TASKS>
**A)** In the linked-data post, on what date was it published?
**B)** Rewrite everything from "How are Publishers" down to "into potential answers." in the linked-data post, swapping "document" for "article".
**C)** Please list every data or content format that the linked-data post names.

BEGIN SELECTION

Seeking Foundations: linked-data

Showing posts with label linked-data. Show all posts

Thursday, June 27, 2013

How are Publishers Rewarded for Exposing Linked-Data?

Disclaimer: This document poses the question asked in the title without offering anything which can be reasonably called an answer. It is my hope that members of the relevant communities who know more than I do on the topic can provide some insight into potential answers.

Utilization of linked-data by applications is predicated upon the existence of accessible linked-data. In much the same way that publishers were told they could put their content online in formats like HTML, we now tell them they can expose their information as linked-data using formats like RDFa and JSON-LD. However, where the former had the fairly obvious benefit of making the publisher’s content visible to human consumers, the later seems to lack any immediately realizable end.

Lofty visions of automated agents and reasoning engines which would operate over the ever expanding web of linked-data have been touted since around the time that the phrase “Semantic Web” was being coined. It was indicated that, by exposing their information as linked-data, publishers could “hook-in” to these agents, making themselves visible to their users. Such agents however have yet to materialize and seem to be touted less and less from my observation, which I feel is unfortunate, but that’s an entirely different post.

END SELECTION
BEGIN DATA SHOWN

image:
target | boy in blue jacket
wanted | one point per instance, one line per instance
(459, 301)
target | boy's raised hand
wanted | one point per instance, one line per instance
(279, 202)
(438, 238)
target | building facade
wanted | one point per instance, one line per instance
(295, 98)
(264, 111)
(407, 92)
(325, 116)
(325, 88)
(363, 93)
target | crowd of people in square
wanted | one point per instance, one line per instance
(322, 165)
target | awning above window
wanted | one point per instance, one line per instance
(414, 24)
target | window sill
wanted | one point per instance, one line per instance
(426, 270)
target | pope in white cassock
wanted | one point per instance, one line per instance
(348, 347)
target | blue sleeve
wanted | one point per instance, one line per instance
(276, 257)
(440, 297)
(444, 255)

END DATA SHOWN
BEGIN DATA SHOWN

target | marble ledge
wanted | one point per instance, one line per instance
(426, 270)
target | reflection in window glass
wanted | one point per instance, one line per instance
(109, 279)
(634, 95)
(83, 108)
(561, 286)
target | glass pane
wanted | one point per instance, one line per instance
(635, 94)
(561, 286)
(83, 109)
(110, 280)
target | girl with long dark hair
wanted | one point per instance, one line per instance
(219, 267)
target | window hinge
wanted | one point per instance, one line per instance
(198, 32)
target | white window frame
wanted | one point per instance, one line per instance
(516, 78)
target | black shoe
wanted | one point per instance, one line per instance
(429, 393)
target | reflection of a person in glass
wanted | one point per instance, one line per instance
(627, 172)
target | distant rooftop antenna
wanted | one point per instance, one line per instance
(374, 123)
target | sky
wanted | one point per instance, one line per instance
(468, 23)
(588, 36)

END DATA SHOWN

ANSWERS BY TASK>
**A)** Thursday, June 27, 2013

**B)**
How are Publishers Rewarded for Exposing Linked-Data?

Disclaimer: This article poses the question asked in the title without offering anything which can be reasonably called an answer. It is my hope that members of the relevant communities who know more than I do on the topic can provide some insight into potential answers.

**C)** HTML, RDFa, JSON-LD